◆ **Bacaan yang Diberikan**:

“Jagalah jantung, jangan kau nodai. Jagalah jantung, lentera hidup ini.”
Adakah keanehan setelah kita membaca secuplik lagu di atas? Pastinya, karena kata “hati” yang sebenarnya lirik asli dari lagu tersebut saya ganti dengan “jantung”. Tidak lazim memang, namun mari kita gali lagi maksud kata “hati” tersebut dengan melihat dari berbagai sisi pandang. Sering kita pahami bahwa kata heart berarti hati atau perasaan. Sedangkan jika kita mengkaji dalam segi bahasa heart berarti jantung, dan hati sendiri dalam bahasa inggris disebut liver.
Jika dalam bahasa Indonesia perasaan seseorang diartikan sebagai “hati” yang berfungsi sebagai penawar racun. Dalam bahasa Inggris, Jepang dan Arab perasaan seseorang diartikan sebagai “heart/kokoro/qolbun” yang berarti jantung, yang mana tanpa jantung seseorang tidak bisa hidup, dan disebutkan pula sebagai pusat seluruh kepribadian, terutama yang berhubungan dengan perasaan dan emosi.
Tanpa melihat terminologi sebenarnya, secara visual pun lambang heart atau (orang awam ada yang mengatakan) love atau cinta, itu lebih menyerupai jantung. Love sebagai sumber kehidupan nampaknya lebih pas jika disandang oleh jantung yang memang terus membuat kita hidup. Lalu bagaimana dengan film “Heart” yang dibintangi Acha dan Irwansyah yang pada inti film itu menceritakan penyakit hati (baca: liver) yang diderita oleh tokoh utama. Apakah kini heart mengalami penyetaraan definisi secara sosial dan medis? Atau hanya oknum-oknum tertentu saja yang berusaha menyetarakannya?

◆ **Tugas yang Diberikan 1**:
Jawab pertanyaan berikut berdasarkan bacaan tentang hati dan jantung:
(a) Kata apa yang dipakai penulis untuk mengganti kata "hati" dalam lirik lagu?
(b) Apa sebutan untuk hati dalam bahasa Inggris?
(c) Siapa saja pemain film "Heart"?
◆ **Tugas yang Diberikan 2**:
Tuliskan kembali bagian bacaan tentang hati dan jantung, semuanya dari "Jika dalam bahasa" terus sampai "perasaan dan emosi.", tanpa mengubah satu kata pun.

◆ **Item yang Disediakan**:
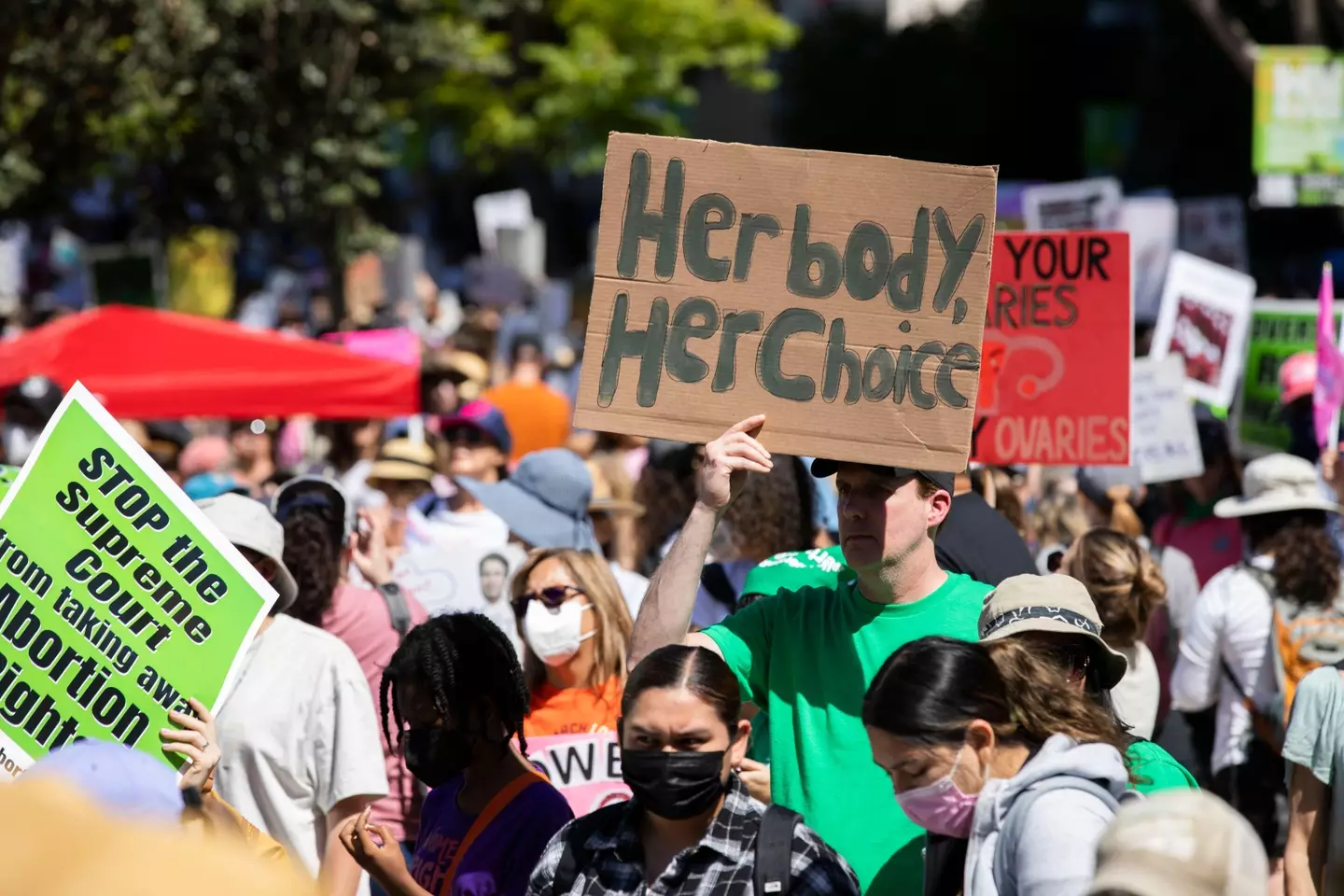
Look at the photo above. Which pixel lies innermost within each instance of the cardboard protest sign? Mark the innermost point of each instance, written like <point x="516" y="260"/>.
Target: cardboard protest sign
<point x="1054" y="385"/>
<point x="583" y="767"/>
<point x="1078" y="204"/>
<point x="1204" y="315"/>
<point x="366" y="287"/>
<point x="119" y="599"/>
<point x="1279" y="329"/>
<point x="842" y="296"/>
<point x="1166" y="440"/>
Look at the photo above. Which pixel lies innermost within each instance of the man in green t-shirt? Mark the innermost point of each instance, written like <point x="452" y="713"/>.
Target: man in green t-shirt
<point x="806" y="657"/>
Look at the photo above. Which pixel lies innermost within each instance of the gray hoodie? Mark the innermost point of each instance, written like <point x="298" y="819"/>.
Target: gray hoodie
<point x="1057" y="850"/>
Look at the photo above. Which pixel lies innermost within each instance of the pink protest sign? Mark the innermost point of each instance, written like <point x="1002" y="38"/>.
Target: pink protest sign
<point x="583" y="767"/>
<point x="397" y="344"/>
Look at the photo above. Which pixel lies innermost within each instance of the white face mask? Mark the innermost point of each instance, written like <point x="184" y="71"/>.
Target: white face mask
<point x="19" y="442"/>
<point x="555" y="636"/>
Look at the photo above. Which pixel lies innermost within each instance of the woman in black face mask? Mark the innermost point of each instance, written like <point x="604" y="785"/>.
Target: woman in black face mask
<point x="691" y="826"/>
<point x="457" y="697"/>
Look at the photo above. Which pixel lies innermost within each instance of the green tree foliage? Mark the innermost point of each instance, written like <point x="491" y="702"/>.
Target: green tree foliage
<point x="253" y="112"/>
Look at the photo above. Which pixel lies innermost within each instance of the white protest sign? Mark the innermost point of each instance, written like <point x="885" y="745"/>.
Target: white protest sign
<point x="1078" y="204"/>
<point x="1151" y="222"/>
<point x="1163" y="433"/>
<point x="1204" y="317"/>
<point x="509" y="208"/>
<point x="583" y="767"/>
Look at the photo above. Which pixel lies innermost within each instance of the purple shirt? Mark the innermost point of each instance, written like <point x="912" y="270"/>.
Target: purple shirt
<point x="501" y="857"/>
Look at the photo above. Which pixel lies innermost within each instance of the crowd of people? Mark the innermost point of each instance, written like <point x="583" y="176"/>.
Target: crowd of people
<point x="821" y="678"/>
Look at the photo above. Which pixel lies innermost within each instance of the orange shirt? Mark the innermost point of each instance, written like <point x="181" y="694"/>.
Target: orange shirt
<point x="538" y="416"/>
<point x="570" y="711"/>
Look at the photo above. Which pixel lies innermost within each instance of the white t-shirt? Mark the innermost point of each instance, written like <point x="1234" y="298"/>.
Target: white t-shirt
<point x="441" y="562"/>
<point x="1230" y="623"/>
<point x="1139" y="692"/>
<point x="299" y="734"/>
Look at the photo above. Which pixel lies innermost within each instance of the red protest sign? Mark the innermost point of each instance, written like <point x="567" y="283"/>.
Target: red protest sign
<point x="1054" y="376"/>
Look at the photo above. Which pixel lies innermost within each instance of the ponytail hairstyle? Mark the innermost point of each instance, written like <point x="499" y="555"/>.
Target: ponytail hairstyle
<point x="699" y="670"/>
<point x="1124" y="581"/>
<point x="931" y="691"/>
<point x="314" y="556"/>
<point x="1121" y="511"/>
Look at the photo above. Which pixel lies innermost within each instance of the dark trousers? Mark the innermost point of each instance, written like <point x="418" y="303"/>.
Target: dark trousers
<point x="1255" y="789"/>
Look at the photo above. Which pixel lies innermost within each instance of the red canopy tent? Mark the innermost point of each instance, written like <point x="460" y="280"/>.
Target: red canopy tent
<point x="151" y="364"/>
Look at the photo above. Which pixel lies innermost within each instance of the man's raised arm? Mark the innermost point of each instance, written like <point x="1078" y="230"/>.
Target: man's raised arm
<point x="665" y="614"/>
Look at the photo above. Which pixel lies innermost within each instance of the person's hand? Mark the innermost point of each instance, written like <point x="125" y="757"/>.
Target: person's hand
<point x="196" y="740"/>
<point x="756" y="778"/>
<point x="369" y="550"/>
<point x="381" y="857"/>
<point x="727" y="459"/>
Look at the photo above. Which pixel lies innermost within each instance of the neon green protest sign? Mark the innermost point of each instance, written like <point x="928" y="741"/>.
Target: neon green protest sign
<point x="119" y="599"/>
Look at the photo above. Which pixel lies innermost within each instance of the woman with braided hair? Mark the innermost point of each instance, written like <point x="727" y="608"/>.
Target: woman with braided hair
<point x="454" y="699"/>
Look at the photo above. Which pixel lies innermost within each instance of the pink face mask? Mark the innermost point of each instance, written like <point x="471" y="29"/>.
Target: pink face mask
<point x="941" y="807"/>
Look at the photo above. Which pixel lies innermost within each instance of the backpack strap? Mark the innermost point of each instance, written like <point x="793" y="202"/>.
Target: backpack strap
<point x="775" y="850"/>
<point x="576" y="855"/>
<point x="715" y="581"/>
<point x="397" y="608"/>
<point x="1010" y="831"/>
<point x="492" y="809"/>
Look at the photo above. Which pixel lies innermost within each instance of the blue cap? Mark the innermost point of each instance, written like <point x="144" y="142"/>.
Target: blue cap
<point x="484" y="416"/>
<point x="211" y="485"/>
<point x="124" y="780"/>
<point x="544" y="501"/>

◆ **Jawaban Tertulis 1**:
(a) Kata "jantung".
(b) Liver.
(c) Acha dan Irwansyah.

◆ **Jawaban Tertulis 2**:
Jika dalam bahasa Indonesia perasaan seseorang diartikan sebagai “hati” yang berfungsi sebagai penawar racun. Dalam bahasa Inggris, Jepang dan Arab perasaan seseorang diartikan sebagai “heart/kokoro/qolbun” yang berarti jantung, yang mana tanpa jantung seseorang tidak bisa hidup, dan disebutkan pula sebagai pusat seluruh kepribadian, terutama yang berhubungan dengan perasaan dan emosi.